- **Explore the material**
1 – Using the passage about Christopher Chandler and the Prosperity Index, answer the following:
(a) What amount in damages did a federal jury award Chandler in October 2024?
(b) How many pillars form the structure of the Index?
(c) In what year was the Index first published?
2 – Continue the passage about Christopher Chandler and the Prosperity Index from the point where it stops.

BEGIN Passage shown

In 2018, Bob Seely, a Conservative MP, used parliamentary privilege to allege that Christopher Chandler had links to Russian intelligence, claiming that he and other MPs had seen intelligence documents suggesting Chandler might be a counterintelligence concern. [20] Chandler and the Institute strongly denied these accusations.
Chandler filed a defamation lawsuit in the US District Court for the District of Columbia against Donald Berlin, a private investigator alleged to be the source of the claims. In September 2023, the court ruled the allegations were "a complete fabrication." [21] In October 2024, a federal jury awarded Chandler $8,000,001 in damages—the second-largest defamation verdict in Washington DC history. [22]
Separately, Labour MP Chris Bryant, who had joined in making allegations in 2018, accepted in July 2022 that the allegations were disproved, making a statement in the UK High Court. [23]
The Legatum Prosperity Index is the Institute's flagship annual publication, measuring national prosperity based on both material wealth and social wellbeing factors. First published in 2007, it has expanded from covering 50 countries to 167 countries and territories. [24] [25]
The Index is structured around 12 pillars: Safety and Security, Personal Freedom, Governance, Social Capital, Investment Environment, Enterprise Conditions, Market Access and Infrastructure, Economic Quality, Living Conditions, Health, Education, and Natural Environment. [26] These pillars are underpinned by 67 policy-focused elements measured by approximately 300 indicators drawn from sources including the Gallup World Poll, World Development Indicators, Freedom House, and the Worldwide Governance Indicators. [27]
The methodology was developed with input from over 100 external advisors, including academics, researchers, and policy experts from universities and other organisations worldwide. [28] Oxford Analytica assisted in the early development of the Index.
Unlike simpler measures such as the Human Development Index (HDI), which uses four indicators, the Prosperity Index's multidimensional approach aims to capture a broader picture of national wellbeing beyond traditional economic metrics like GDP per capita.

END Passage shown
BEGIN Raw data

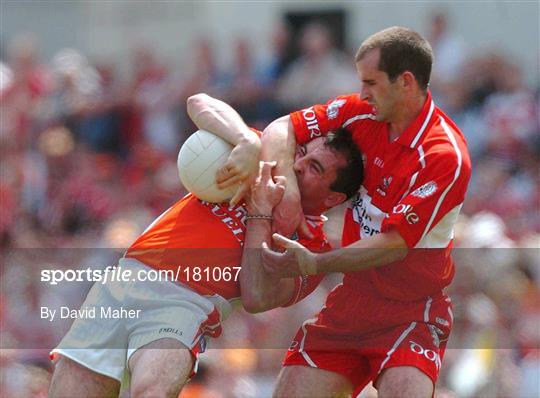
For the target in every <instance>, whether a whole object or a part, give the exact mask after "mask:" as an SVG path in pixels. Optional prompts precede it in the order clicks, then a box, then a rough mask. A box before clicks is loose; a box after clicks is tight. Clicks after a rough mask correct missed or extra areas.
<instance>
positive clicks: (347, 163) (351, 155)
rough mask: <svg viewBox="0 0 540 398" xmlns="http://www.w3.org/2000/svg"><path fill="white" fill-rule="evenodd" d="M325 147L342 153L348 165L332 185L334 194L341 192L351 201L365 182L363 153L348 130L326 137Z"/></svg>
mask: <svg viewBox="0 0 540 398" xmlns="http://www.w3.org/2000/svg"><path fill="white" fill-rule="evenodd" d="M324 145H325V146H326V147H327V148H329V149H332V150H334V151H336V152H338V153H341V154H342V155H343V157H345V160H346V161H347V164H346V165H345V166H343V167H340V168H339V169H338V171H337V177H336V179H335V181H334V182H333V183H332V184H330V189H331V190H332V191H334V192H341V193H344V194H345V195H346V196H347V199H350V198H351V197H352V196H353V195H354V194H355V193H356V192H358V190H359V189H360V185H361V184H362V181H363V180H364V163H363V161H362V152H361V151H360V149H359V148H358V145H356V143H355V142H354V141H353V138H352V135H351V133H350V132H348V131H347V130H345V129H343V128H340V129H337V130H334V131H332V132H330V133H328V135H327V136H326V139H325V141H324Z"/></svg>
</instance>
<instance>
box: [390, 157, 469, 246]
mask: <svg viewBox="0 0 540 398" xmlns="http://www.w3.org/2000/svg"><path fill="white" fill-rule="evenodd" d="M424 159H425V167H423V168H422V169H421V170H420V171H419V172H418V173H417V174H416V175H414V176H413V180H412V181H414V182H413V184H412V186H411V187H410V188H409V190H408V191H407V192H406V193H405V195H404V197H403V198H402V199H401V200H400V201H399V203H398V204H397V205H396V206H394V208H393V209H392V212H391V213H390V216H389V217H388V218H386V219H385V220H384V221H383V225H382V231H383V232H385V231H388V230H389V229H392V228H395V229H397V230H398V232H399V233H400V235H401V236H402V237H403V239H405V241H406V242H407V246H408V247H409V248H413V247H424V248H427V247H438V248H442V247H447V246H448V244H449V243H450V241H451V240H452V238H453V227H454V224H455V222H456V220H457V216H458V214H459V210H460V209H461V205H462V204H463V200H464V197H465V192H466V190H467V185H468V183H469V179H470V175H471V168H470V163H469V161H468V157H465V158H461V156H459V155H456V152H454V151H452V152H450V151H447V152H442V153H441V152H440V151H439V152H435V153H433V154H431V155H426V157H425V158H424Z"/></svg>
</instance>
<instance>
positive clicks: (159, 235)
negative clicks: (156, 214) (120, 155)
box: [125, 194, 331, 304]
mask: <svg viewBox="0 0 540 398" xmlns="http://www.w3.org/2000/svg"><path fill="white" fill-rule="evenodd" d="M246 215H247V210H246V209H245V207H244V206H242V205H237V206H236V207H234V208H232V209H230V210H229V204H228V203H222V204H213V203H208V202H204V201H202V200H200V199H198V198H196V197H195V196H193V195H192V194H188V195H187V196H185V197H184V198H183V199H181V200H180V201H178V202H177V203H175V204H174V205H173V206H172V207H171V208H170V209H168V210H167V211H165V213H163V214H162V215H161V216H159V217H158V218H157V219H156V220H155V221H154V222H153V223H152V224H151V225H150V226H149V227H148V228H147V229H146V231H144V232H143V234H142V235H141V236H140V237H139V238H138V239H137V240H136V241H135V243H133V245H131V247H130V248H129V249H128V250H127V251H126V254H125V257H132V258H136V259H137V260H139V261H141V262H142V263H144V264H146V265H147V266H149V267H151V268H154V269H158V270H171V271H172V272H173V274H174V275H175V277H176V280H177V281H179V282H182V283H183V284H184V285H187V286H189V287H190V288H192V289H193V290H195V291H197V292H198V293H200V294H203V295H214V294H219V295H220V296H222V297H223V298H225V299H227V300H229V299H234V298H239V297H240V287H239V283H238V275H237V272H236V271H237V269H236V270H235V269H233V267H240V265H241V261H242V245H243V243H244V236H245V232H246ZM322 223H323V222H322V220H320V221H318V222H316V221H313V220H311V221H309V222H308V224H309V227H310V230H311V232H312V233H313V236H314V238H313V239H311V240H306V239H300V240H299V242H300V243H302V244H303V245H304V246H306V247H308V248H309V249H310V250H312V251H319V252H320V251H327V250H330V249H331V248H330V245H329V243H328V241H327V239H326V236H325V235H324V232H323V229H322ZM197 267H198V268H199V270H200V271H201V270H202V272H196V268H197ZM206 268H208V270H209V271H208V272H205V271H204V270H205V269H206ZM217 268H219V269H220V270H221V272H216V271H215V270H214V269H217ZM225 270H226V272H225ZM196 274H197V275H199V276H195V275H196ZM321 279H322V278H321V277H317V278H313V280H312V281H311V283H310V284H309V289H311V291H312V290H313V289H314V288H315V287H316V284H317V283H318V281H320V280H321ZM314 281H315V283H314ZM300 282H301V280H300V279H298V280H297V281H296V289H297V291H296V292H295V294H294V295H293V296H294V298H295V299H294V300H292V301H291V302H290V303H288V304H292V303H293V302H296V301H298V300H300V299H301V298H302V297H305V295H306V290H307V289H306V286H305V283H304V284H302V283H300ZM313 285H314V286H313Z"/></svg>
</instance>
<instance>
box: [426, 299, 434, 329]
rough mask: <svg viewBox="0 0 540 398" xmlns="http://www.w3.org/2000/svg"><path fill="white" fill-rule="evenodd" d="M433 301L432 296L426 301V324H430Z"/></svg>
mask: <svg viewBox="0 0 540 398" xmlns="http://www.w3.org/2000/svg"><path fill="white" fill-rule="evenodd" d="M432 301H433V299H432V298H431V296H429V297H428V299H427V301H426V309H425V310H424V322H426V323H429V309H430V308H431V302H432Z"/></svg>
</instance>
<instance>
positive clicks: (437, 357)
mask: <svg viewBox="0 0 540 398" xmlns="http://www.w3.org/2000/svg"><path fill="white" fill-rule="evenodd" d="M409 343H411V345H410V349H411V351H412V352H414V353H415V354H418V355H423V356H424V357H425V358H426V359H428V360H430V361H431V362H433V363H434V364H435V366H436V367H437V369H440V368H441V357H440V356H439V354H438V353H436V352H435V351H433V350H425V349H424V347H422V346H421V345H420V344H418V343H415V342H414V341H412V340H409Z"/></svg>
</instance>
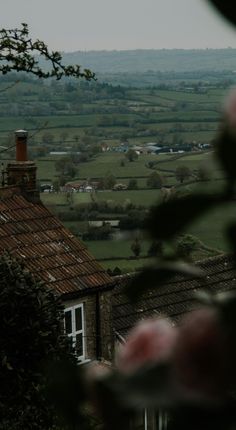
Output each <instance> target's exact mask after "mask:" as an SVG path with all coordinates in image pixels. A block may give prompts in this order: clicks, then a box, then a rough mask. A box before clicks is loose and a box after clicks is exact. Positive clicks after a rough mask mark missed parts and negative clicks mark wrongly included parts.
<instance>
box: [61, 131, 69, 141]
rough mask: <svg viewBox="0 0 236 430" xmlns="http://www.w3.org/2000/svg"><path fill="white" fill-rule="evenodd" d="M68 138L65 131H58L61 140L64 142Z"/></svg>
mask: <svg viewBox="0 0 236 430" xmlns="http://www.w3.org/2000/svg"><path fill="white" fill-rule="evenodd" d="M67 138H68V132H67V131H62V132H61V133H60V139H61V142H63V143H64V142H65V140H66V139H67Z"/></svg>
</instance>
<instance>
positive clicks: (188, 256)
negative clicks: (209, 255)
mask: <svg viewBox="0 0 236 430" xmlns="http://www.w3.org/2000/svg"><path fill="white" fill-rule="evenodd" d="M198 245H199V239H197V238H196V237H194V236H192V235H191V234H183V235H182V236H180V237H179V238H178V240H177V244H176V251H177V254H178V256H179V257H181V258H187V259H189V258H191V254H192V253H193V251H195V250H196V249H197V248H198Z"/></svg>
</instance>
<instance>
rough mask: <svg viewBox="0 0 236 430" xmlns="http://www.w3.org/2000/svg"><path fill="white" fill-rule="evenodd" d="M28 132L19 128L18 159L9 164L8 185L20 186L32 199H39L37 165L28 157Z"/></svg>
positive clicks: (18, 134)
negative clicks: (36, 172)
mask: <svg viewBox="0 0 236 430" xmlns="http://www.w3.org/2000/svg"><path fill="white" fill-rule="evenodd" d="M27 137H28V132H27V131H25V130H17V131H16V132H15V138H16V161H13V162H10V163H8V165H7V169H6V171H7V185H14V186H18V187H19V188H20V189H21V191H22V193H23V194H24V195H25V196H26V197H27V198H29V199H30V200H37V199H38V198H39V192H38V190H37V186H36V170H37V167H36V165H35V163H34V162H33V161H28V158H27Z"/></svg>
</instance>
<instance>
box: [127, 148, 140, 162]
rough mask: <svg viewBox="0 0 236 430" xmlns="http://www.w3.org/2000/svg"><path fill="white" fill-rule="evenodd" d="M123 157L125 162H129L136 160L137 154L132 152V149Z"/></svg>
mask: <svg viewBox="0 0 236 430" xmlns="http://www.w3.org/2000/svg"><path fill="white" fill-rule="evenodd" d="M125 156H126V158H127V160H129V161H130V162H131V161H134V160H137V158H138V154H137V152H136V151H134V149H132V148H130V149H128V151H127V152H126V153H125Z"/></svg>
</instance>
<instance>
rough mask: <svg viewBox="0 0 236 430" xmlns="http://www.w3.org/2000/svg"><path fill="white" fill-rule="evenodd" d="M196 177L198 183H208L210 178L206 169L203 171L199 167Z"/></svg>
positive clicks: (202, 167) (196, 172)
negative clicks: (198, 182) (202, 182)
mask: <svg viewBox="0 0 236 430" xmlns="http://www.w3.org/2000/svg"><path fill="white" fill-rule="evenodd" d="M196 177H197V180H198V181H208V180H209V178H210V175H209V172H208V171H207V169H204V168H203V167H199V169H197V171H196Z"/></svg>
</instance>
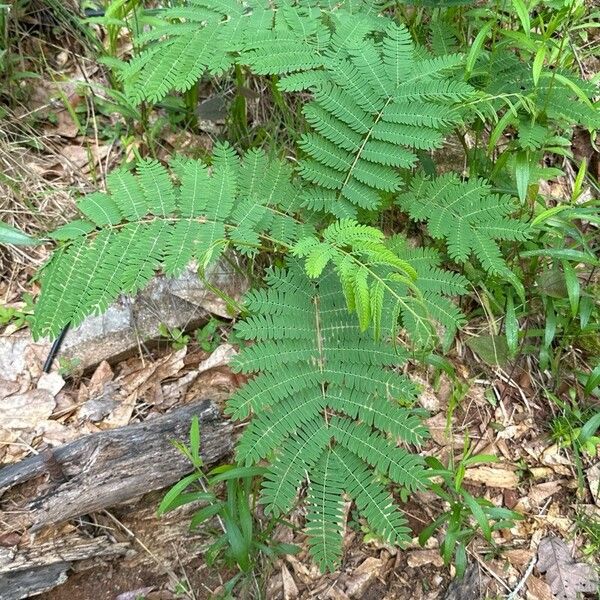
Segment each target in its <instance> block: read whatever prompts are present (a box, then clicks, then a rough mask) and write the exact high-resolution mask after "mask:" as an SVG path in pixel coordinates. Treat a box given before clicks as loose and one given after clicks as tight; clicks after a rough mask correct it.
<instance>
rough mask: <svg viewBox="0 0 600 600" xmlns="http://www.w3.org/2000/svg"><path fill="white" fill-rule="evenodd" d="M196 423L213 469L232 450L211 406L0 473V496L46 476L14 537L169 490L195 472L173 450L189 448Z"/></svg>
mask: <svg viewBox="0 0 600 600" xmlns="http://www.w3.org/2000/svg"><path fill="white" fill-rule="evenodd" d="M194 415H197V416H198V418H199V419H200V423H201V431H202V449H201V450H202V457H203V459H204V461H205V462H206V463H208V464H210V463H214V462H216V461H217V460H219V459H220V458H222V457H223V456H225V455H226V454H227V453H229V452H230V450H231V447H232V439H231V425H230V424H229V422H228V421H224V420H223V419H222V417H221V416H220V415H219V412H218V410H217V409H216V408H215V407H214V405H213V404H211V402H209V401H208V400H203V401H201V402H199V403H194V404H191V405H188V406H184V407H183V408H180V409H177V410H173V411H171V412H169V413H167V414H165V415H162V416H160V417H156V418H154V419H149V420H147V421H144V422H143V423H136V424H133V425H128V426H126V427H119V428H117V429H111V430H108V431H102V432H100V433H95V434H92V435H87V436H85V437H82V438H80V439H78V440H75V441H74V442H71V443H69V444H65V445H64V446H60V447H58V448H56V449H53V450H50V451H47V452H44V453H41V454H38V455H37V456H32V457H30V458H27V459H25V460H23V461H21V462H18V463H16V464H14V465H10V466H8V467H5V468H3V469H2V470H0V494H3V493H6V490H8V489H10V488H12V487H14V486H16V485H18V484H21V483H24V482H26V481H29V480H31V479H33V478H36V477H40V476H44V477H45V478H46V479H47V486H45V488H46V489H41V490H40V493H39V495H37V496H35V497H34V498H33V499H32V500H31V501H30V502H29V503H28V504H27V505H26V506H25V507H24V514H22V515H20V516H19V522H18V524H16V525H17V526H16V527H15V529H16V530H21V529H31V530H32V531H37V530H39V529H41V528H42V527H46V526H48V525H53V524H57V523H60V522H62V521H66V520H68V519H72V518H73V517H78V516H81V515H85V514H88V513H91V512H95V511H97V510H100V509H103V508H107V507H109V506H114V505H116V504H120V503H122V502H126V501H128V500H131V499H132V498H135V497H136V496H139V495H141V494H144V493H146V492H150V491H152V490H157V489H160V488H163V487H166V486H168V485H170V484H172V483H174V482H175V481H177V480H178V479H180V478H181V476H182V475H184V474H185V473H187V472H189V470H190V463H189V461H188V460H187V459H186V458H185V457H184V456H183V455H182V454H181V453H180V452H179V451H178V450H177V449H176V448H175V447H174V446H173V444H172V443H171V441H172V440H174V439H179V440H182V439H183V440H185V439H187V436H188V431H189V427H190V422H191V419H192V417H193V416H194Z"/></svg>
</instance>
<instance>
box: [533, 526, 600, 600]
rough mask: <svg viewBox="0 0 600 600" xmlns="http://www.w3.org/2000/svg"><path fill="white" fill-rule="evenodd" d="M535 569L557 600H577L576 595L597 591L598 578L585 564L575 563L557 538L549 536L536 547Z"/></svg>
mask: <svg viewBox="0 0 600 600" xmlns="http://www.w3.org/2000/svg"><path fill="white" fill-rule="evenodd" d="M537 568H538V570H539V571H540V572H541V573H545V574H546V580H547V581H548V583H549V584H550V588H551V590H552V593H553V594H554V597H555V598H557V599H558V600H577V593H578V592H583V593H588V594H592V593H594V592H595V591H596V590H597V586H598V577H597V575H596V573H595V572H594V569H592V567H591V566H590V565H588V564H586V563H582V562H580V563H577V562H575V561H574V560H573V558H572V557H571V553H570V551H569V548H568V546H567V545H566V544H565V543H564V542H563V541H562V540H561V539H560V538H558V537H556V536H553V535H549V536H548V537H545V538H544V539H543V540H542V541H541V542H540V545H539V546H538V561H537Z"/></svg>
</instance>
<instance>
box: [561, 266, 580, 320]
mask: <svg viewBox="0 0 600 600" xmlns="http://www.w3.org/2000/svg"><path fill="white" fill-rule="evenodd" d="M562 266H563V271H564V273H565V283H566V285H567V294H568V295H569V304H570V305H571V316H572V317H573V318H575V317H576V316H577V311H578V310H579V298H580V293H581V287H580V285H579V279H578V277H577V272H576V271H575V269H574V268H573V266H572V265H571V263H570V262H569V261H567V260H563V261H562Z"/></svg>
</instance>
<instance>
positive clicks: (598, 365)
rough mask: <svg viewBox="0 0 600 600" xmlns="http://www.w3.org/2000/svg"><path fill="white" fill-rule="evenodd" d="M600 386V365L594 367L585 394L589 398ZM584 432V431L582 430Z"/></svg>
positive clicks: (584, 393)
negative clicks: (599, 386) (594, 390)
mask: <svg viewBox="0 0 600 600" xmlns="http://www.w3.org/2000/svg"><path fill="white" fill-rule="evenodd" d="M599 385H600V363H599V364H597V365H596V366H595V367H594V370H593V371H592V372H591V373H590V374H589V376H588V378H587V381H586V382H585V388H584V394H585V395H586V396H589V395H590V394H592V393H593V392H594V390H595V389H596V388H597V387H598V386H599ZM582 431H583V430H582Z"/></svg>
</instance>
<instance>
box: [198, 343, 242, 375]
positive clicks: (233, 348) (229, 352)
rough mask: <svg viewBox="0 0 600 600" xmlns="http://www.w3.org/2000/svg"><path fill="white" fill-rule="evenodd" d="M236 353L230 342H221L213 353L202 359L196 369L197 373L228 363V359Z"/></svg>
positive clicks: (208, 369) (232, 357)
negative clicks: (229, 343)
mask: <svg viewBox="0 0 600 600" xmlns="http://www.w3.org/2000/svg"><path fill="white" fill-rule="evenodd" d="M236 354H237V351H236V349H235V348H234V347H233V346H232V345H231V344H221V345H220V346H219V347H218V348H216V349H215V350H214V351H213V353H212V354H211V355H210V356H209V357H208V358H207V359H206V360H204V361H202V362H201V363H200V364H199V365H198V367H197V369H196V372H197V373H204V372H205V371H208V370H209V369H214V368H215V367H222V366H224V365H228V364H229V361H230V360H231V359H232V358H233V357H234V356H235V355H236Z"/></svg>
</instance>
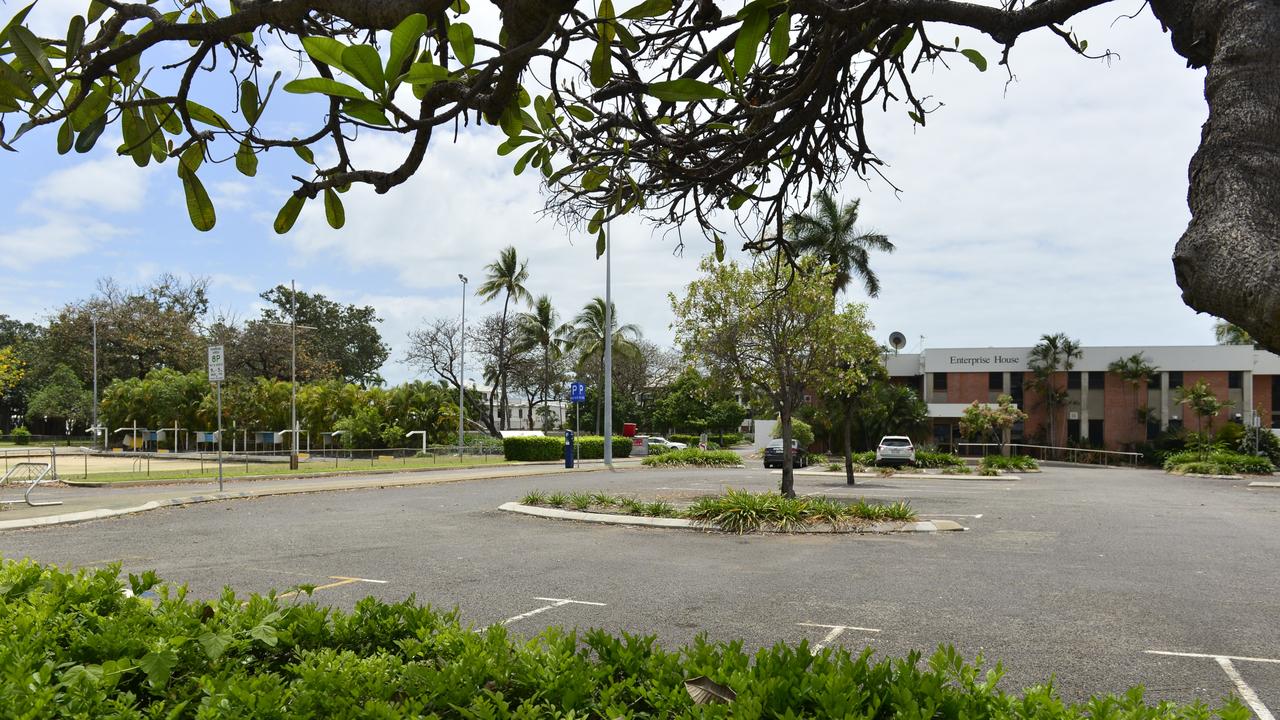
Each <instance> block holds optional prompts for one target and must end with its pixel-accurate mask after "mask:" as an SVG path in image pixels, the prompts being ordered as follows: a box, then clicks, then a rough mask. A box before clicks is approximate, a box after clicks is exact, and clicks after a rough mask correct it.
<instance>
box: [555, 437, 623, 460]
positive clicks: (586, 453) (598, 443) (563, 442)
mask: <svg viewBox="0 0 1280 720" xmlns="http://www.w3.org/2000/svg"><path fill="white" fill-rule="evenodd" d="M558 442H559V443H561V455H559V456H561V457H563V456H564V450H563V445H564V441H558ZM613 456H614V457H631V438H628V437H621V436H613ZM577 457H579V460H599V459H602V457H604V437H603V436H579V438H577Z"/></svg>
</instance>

END Raw data

- **Answers for each item**
1 –
(a) $8,000,001
(b) 12
(c) 2007

2 –
The Index has been used as a data source in peer-reviewed academic research. A 2021 study published in Technological Forecasting and Social Change used the Index to analyse pathways to prosperity across 142 countries, finding that education was the most critical driver of prosperity enhancement. [29] The Index is included in the Springer Encyclopedia of Quality of Life and Well-Being Research as a reference measure. [30]
The Index consistently ranks Nordic countries among the most prosperous nations. In the 2023 rankings, Denmark topped the list, followed by Sweden, Norway, and Finland. South Sudan ranked last at 167th. [31]
The Institute has noted that approximately three-quarters of the 167 countries tracked experienced declining levels of freedom of expression and access to information over the decade to 2020. [32]
The Institute has a substantial record of research on trade policy, particularly following the 2016 UK referendum on EU membership. Publications included "A Blueprint for UK Trade Policy" (2017) by economist and trade lawyer Shanker Singham and others, which advocated for the UK to pursue membership of the Comprehensive and Progressive Agreement for Trans-Pacific Partnership (CPTPP). [33]
In a 2021 parliamentary debate, Conservative MP Steve Baker credited the Legatum Institute's Special Trade Commission, and specifically its 2017 paper, with originating the idea of UK CPTPP membership, stating it was "greeted with derision at the time." [34] The UK formally applied to join CPTPP in 2021 and acceded in 2023.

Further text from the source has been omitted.